> _What to do_: Lay out every line of the rows below as a numbered list, skipping any blank lines.

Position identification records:
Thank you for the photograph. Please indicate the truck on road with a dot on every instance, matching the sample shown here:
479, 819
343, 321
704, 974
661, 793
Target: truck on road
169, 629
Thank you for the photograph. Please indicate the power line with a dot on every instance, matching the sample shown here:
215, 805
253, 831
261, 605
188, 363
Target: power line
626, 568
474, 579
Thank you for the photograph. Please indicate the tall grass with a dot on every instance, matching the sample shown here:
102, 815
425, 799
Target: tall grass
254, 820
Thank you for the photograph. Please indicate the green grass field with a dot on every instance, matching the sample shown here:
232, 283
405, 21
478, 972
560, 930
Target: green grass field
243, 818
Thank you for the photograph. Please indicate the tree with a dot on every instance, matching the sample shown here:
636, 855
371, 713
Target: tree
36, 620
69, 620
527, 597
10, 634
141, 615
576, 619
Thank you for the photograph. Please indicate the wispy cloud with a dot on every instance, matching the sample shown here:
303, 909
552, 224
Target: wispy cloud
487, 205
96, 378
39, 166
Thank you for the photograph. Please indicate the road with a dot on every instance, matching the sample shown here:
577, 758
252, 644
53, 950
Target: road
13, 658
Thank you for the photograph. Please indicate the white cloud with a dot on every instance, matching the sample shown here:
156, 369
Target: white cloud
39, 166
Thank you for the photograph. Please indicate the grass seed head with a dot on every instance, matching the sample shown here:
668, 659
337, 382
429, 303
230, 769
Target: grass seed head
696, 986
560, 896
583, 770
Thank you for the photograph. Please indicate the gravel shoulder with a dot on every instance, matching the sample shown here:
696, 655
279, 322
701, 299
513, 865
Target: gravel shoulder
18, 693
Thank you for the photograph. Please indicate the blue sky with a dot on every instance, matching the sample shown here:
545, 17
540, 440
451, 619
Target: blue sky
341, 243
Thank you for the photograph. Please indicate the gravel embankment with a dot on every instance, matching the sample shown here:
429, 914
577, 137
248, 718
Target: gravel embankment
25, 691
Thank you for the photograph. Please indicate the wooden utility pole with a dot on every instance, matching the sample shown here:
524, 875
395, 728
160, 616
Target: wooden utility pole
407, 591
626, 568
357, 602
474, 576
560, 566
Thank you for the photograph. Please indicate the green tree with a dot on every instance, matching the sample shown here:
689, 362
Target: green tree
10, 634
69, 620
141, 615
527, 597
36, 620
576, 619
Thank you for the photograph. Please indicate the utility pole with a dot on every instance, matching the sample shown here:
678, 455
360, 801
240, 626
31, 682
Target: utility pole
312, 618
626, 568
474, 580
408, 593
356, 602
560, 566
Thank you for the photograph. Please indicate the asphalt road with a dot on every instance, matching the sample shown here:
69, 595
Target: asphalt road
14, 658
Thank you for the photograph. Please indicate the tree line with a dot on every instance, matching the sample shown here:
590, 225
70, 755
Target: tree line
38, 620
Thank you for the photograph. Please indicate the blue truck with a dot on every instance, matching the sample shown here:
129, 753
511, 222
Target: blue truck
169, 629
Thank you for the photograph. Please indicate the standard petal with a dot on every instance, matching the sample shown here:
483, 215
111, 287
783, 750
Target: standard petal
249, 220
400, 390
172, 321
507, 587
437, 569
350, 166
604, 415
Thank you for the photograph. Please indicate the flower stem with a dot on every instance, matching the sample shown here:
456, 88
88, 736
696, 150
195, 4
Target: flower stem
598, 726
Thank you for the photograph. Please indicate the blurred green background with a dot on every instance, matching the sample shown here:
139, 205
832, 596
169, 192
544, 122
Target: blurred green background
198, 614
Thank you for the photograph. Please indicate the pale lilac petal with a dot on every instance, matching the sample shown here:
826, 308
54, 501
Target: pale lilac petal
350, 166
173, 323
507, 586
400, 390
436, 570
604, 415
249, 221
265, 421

> _Answer below_:
1. Thank you for the photograph. Please indicate the truck on road with a dot on every instance, matching the sample shown here:
2. 479, 819
3. 343, 321
4. 704, 974
5. 661, 793
6. Target: truck on road
7. 169, 629
8. Thank you for the photograph. Please indicate the power line with a dot on every instance, matching the sample shown here:
9. 215, 805
10. 253, 831
11. 261, 605
12. 188, 363
13. Target: power line
14. 626, 568
15. 474, 579
16. Thank you for the photograph. Please indicate the tall grass with a dot on every instance, matching the sample shown here:
17. 102, 815
18. 425, 799
19. Target: tall grass
20. 254, 820
21. Thank you for the photograph. Please indicate the green grass field with a dot on every instance, matching the sample shown here:
22. 232, 283
23. 405, 21
24. 478, 972
25. 560, 930
26. Target: green grass field
27. 243, 818
28. Thank you for the photograph. Please indicate the tree with a dot on every instance, matching the sample shown here:
29. 636, 855
30. 371, 713
31. Target: tree
32. 36, 620
33. 69, 620
34. 527, 597
35. 10, 634
36. 141, 615
37. 576, 619
38. Thank you for the photograph. Please indicate the wispy cloud with a dot on every instance, matching the sample shown here:
39. 303, 909
40. 552, 224
41. Target: wispy cloud
42. 487, 205
43. 96, 378
44. 39, 166
45. Thank you for the photograph. Please indicate the road with a dot on every instance, matching the sample shown here:
46. 577, 758
47. 252, 644
48. 53, 950
49. Target: road
50. 13, 658
51. Thank you for the photograph. Please indicate the white cloud with a dot on every instance, matching the sample shown here:
52. 156, 369
53. Target: white cloud
54. 39, 166
55. Thank you for the photograph. Please indicate the grass seed head with a dot on every instance, matching the sample shown here:
56. 668, 659
57. 337, 382
58. 429, 303
59. 230, 769
60. Target: grass seed head
61. 696, 986
62. 560, 896
63. 583, 770
64. Thank you for the photograph. Please indicate the gravel shoulder with a dot on every instance, matching the sample shown here:
65. 696, 655
66. 279, 322
67. 701, 299
68. 513, 865
69. Target: gravel shoulder
70. 18, 693
71. Thank you for the photograph. Please indicate the blue sky with a dot on every instance, matching the sample shown here:
72. 545, 17
73. 540, 440
74. 451, 619
75. Target: blue sky
76. 341, 243
77. Thank you for the photograph. Please indicate the gravel embankment with a dot on every instance, matching the sample shown here:
78. 429, 914
79. 577, 137
80. 248, 718
81. Target: gravel embankment
82. 25, 691
83. Thank you for the photograph. Please indicate the wooden utility pole with a dot on every instance, matching the sample shown here:
84. 524, 875
85. 395, 728
86. 160, 616
87. Target: wooden utility pole
88. 407, 591
89. 626, 568
90. 357, 602
91. 474, 576
92. 560, 566
93. Thank you for the photograph. Please indicate the green tree with a dot on every instance, matching the sample shown here:
94. 689, 362
95. Target: green tree
96. 10, 634
97. 69, 620
98. 141, 615
99. 527, 597
100. 36, 620
101. 576, 619
102. Thank you for the photograph. Please indicate the utility pole with a dot on every instance, matching the sample shown here:
103. 678, 455
104. 360, 801
105. 240, 626
106. 31, 682
107. Target: utility pole
108. 312, 618
109. 626, 568
110. 474, 580
111. 408, 593
112. 356, 602
113. 560, 566
114. Thank you for the photograph. Please indicate the asphalt road with a dot on every instance, matching the sample shown here:
115. 69, 595
116. Target: asphalt road
117. 14, 658
118. Thank you for the photograph. Please indicate the tree line with a dot on every instance, matching the sample shown here:
119. 590, 225
120. 70, 755
121. Target: tree line
122. 38, 620
123. Thank you for the photograph. Please indicate the blue truck with a dot on every instance, matching the sample shown here:
124. 129, 753
125. 511, 222
126. Target: blue truck
127. 169, 629
128. Thank you for the photograph. Please indicate the standard petal with a dot on every instance, matching the sample shown here:
129. 483, 215
130. 111, 287
131. 783, 750
132. Target: standard petal
133. 249, 220
134. 400, 390
135. 172, 321
136. 507, 587
137. 437, 569
138. 350, 166
139. 604, 415
140. Thank you for the photograph. Please indicate the flower stem with a dot on every instance, matching the sample shown here:
141. 456, 88
142. 88, 736
143. 696, 150
144. 195, 4
145. Target: flower stem
146. 598, 726
147. Thank you for the photograph. Please indicate the blurred green background with a dot on every instance, matching the sample shown here:
148. 139, 205
149. 832, 596
150. 169, 192
151. 544, 122
152. Target: blurred green background
153. 198, 614
154. Thank you for the photograph. Please indicate the pale lilac petal with a dot on every instance, matching the sample shown here:
155. 826, 308
156. 54, 501
157. Target: pale lilac petal
158. 350, 166
159. 173, 323
160. 507, 586
161. 400, 390
162. 436, 570
163. 604, 415
164. 249, 221
165. 265, 421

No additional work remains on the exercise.